Dataset records on object locations:

^^^^^^^^

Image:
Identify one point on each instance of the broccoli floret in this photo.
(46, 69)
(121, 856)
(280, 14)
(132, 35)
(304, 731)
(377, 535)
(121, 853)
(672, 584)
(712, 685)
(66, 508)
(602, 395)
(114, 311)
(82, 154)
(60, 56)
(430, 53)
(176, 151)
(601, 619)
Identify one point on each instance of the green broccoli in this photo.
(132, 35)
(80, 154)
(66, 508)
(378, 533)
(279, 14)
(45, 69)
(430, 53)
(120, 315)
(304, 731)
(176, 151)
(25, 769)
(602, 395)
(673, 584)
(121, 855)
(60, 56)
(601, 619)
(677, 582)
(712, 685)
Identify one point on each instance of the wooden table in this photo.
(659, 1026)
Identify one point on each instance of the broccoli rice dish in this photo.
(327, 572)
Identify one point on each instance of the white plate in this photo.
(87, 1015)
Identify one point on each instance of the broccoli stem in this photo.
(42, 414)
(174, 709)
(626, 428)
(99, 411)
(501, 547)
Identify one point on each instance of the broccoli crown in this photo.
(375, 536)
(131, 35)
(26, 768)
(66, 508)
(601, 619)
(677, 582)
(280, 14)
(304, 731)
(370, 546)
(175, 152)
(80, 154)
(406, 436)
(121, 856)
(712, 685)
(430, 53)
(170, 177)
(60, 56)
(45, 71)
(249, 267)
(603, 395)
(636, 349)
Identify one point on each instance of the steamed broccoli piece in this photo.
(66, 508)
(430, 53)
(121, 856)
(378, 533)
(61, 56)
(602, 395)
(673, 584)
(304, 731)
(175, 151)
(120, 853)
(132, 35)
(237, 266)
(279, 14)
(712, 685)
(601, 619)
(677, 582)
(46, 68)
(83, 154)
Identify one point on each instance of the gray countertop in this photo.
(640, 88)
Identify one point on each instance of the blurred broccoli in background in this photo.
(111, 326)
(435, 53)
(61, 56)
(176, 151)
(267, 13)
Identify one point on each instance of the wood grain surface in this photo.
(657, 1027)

^^^^^^^^

- Task brief -
Recast all of the material above as a numbered list, leaving out any blank lines.

- Solved exercise -
1. Image:
2. Identify one point on each instance of the broccoli floret in this photo.
3. (46, 69)
4. (121, 856)
5. (280, 14)
6. (132, 35)
7. (304, 731)
8. (377, 535)
9. (121, 853)
10. (672, 584)
11. (712, 685)
12. (66, 508)
13. (602, 395)
14. (114, 311)
15. (82, 154)
16. (60, 56)
17. (430, 53)
18. (176, 151)
19. (601, 619)
20. Identify one point on each instance of the green broccoli in this photo.
21. (132, 35)
22. (80, 154)
23. (66, 508)
24. (378, 533)
25. (279, 14)
26. (45, 69)
27. (430, 53)
28. (120, 315)
29. (304, 731)
30. (176, 151)
31. (25, 769)
32. (602, 395)
33. (673, 584)
34. (121, 855)
35. (60, 56)
36. (601, 619)
37. (677, 582)
38. (712, 685)
39. Identify one point on each instance of the wooden table in this photo.
40. (659, 1026)
41. Identify one point on each instance of the broccoli rice dish in this photo.
42. (327, 572)
43. Identify one point on each instance of the white plate in this photo.
44. (87, 1015)
45. Identify one point on each instance of the broccoli stem in this photo.
46. (42, 414)
47. (174, 709)
48. (626, 428)
49. (99, 411)
50. (501, 547)
51. Identify one point on each instance of the broccoli crown in this photo.
52. (375, 536)
53. (131, 35)
54. (26, 768)
55. (66, 508)
56. (601, 619)
57. (677, 582)
58. (280, 14)
59. (304, 731)
60. (370, 546)
61. (175, 152)
62. (80, 154)
63. (406, 436)
64. (121, 856)
65. (712, 685)
66. (430, 53)
67. (170, 177)
68. (60, 56)
69. (45, 71)
70. (249, 267)
71. (603, 395)
72. (636, 349)
73. Identify one point on each instance of the steamed broccoli piece in this photo.
74. (66, 508)
75. (430, 53)
76. (121, 856)
77. (378, 533)
78. (61, 56)
79. (602, 395)
80. (673, 584)
81. (304, 731)
82. (175, 151)
83. (120, 853)
84. (132, 35)
85. (237, 266)
86. (279, 14)
87. (712, 685)
88. (601, 619)
89. (677, 582)
90. (46, 68)
91. (83, 154)
92. Identify one point on each instance of the gray countertop in this photo.
93. (640, 88)
94. Identify one point on each instance of the blurred broccoli in background in this photo.
95. (111, 326)
96. (435, 53)
97. (61, 56)
98. (176, 151)
99. (267, 13)
100. Identify one point on each instance of the wood grain surface in this photo.
101. (657, 1027)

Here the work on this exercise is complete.